--- Problem description ---
Entries must be copied exactly, with nothing left out.

BEGIN Dataset excerpts

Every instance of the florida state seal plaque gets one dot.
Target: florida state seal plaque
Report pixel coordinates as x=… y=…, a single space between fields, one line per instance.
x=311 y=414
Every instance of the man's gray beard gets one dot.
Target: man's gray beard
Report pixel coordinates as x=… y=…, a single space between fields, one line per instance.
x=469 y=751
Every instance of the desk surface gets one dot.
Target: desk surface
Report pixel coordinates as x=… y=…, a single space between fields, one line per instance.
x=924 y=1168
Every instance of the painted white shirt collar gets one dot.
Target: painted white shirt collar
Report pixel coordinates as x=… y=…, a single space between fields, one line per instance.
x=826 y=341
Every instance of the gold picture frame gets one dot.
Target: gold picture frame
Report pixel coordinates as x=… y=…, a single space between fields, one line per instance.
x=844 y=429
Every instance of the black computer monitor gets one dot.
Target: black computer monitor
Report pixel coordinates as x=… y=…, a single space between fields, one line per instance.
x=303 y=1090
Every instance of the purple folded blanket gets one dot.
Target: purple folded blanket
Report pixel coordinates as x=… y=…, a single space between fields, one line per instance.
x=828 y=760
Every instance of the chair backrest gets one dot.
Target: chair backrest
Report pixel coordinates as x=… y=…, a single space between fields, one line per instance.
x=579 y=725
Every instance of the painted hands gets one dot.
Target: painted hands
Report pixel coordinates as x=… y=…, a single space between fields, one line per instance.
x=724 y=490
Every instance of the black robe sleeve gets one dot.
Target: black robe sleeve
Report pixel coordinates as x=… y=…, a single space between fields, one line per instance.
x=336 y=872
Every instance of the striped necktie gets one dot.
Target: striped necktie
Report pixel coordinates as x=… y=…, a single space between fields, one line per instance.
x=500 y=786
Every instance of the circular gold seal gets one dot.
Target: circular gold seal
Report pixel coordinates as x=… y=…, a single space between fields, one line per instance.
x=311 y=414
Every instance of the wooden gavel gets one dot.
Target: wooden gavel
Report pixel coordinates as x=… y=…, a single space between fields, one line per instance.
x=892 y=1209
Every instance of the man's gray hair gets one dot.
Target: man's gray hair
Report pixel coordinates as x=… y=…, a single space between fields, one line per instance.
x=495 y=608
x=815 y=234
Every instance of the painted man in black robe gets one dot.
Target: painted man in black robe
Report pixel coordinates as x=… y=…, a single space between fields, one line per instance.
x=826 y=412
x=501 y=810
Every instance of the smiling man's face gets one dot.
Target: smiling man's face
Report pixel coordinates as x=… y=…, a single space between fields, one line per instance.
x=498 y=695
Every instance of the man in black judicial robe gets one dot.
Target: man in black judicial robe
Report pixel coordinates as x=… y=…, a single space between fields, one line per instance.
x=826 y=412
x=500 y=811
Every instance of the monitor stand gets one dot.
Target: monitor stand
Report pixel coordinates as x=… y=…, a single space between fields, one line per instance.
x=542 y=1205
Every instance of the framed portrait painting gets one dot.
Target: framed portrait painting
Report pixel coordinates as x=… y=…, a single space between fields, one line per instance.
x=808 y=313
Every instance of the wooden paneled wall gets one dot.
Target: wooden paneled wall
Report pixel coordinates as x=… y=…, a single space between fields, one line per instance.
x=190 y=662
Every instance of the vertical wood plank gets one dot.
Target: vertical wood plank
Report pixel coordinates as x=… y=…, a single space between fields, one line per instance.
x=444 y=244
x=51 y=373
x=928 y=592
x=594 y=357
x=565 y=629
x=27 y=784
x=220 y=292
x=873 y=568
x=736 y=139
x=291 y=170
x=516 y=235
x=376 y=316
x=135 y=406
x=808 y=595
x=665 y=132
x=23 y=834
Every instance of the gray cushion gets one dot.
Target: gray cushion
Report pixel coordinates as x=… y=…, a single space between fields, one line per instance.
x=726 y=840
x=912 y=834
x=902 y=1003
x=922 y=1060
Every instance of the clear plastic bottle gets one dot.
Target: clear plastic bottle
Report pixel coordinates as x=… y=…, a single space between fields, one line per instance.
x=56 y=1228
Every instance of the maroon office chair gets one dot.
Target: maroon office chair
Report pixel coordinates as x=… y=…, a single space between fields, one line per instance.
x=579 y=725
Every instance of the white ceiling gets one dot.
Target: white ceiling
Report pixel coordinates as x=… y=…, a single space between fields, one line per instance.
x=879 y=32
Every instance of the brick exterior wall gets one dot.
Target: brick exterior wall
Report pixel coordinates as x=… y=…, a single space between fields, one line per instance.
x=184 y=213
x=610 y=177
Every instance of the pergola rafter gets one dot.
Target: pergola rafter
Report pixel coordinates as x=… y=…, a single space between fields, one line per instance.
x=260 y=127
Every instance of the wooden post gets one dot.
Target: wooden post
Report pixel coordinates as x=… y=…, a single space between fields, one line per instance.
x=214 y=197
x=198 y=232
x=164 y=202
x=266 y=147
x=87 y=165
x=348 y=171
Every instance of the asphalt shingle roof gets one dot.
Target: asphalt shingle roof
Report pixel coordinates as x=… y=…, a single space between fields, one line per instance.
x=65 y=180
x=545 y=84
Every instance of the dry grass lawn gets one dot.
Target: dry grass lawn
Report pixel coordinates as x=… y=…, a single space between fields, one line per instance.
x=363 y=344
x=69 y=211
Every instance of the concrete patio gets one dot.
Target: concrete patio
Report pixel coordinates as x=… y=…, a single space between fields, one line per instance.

END Dataset excerpts

--- Written reply ---
Every instance of the florida state seal plaque gets one dot.
Target: florida state seal plaque
Report pixel coordinates as x=… y=…, a single space between fields, one line per instance.
x=311 y=414
Every instance of the man's gray beard gets one dot.
Target: man's gray beard
Report pixel coordinates as x=… y=…, a single space between fields, one line per instance.
x=469 y=751
Every instance of the desk surface gets one dot.
Target: desk surface
Report pixel coordinates as x=… y=…, a single space between fields, one line per instance.
x=924 y=1168
Every instance of the painted white shirt collar gets one dot.
Target: painted white shirt collar
Report pixel coordinates as x=… y=…, a single space between fields, one line per instance.
x=826 y=341
Every instance of the gold picture frame gets one dot.
Target: gold picture frame
Report pixel coordinates as x=… y=…, a single space between fields, one line per instance.
x=844 y=429
Every instance of the black computer monitor gets one dot.
Target: black computer monitor
Report pixel coordinates as x=… y=…, a single space between fields, one line per instance.
x=303 y=1090
Every instance of the purple folded blanket gets one dot.
Target: purple folded blanket
Report pixel coordinates as x=… y=…, a single space between fields, one line per instance.
x=828 y=760
Every instance of the chair backrest gets one dot.
Target: chair backrest
Report pixel coordinates as x=… y=…, a single space between fields, one line per instance.
x=579 y=725
Every instance of the painted hands gets one dot.
Target: painted hands
Report pixel coordinates as x=… y=…, a single space between fields, one line per instance.
x=724 y=490
Every instance of the black robe sleeve gets one dot.
Target: black robe sleeve
Report pixel coordinates as x=… y=…, a single space between fields, one line per instance.
x=336 y=872
Every instance of the striped necktie gets one dot.
Target: striped necktie
Report pixel coordinates as x=… y=…, a single space between fields, one line per instance.
x=500 y=786
Every instance of the circular gold seal gets one dot.
Target: circular gold seal
Report pixel coordinates as x=… y=…, a single space between fields, one line per instance.
x=311 y=414
Every instance of the wooden gavel gets one dot.
Target: wooden gavel
Report pixel coordinates as x=… y=…, a single space between fields, one line per instance.
x=892 y=1209
Every instance of the man's gray hair gets one dot.
Target: man's gray hair
Report pixel coordinates as x=… y=…, a single space between fields, one line per instance.
x=495 y=608
x=815 y=234
Every instance of the painted man in black robe gets one dot.
Target: painted man in black robe
Report pixel coordinates as x=… y=…, a single space between fields, one line per instance.
x=826 y=412
x=501 y=810
Every instance of the smiling man's face gets one dot.
Target: smiling man's face
Report pixel coordinates as x=… y=…, a single space between fields, one line per instance.
x=498 y=695
Every instance of the man in black judicial robe gets one dot.
Target: man in black judicial robe
Report pixel coordinates as x=… y=…, a single space between fields, one line per instance.
x=826 y=412
x=500 y=811
Every instance of the monitor stand gets one dot.
Target: monitor stand
Report pixel coordinates as x=… y=…, a single space between fields, one line per instance.
x=542 y=1205
Every instance of the framed portrait painting gets one dot.
Target: framed portrait painting
Report pixel coordinates as x=… y=…, a single space between fields, one line per instance.
x=808 y=313
Every instance of the wooden paneled wall gets one dot.
Target: wooden paneled wall
Report pixel coordinates as x=… y=…, a single space between fields, one line per instance.
x=190 y=662
Every instance of the vertical wood plank gets one dot.
Target: vertical wood plank
Report pixel coordinates as x=… y=…, a single space between fields, one line per instance.
x=444 y=244
x=51 y=373
x=928 y=592
x=594 y=357
x=565 y=629
x=27 y=784
x=220 y=292
x=873 y=568
x=736 y=139
x=291 y=170
x=516 y=235
x=376 y=316
x=135 y=406
x=808 y=595
x=665 y=132
x=23 y=834
Every instance of the gray cushion gets one dot.
Target: gray cushion
Report pixel coordinates as x=… y=…, a single space between fields, one line per instance.
x=726 y=840
x=912 y=834
x=902 y=1003
x=922 y=1060
Every instance of the clear plastic bottle gets one dot.
Target: clear plastic bottle
Report pixel coordinates as x=… y=…, a single space between fields, one line per instance.
x=56 y=1228
Every instance of the maroon office chair gets one dot.
Target: maroon office chair
Report pixel coordinates as x=… y=…, a single space between fields, one line per instance.
x=579 y=725
Every instance of the white ceiling gets one dot.
Target: white ceiling
Report pixel coordinates as x=… y=…, a single space between fields, one line per instance.
x=879 y=32
Every instance of the brick exterior wall gets one dot.
Target: brick exterior wall
Report pixel coordinates as x=… y=…, a single space between fields, one line per instance.
x=184 y=213
x=610 y=177
Every instance of the pergola rafter gets one dot.
Target: pergola rafter
Report pixel coordinates as x=… y=…, a single space between fields, one line per instance.
x=260 y=127
Every instance of the wooden post gets one dot.
Target: wooden post
Report pixel coordinates as x=… y=…, a single space between fields, one line per instance.
x=214 y=197
x=198 y=232
x=164 y=202
x=266 y=147
x=87 y=165
x=348 y=171
Every instance of the asphalt shingle roof gets one dot.
Target: asphalt shingle roof
Report pixel coordinates as x=… y=…, a single space between fields, one line per instance.
x=65 y=180
x=545 y=84
Every instance of the dry grass lawn gets one dot.
Target: dry grass lawn
Report pixel coordinates as x=… y=…, a single space between fields, one line per instance.
x=363 y=344
x=69 y=211
Every instance of the concrete patio gets one dot.
Target: concrete patio
Report pixel coordinates as x=… y=…, a single space between fields, one line per instance.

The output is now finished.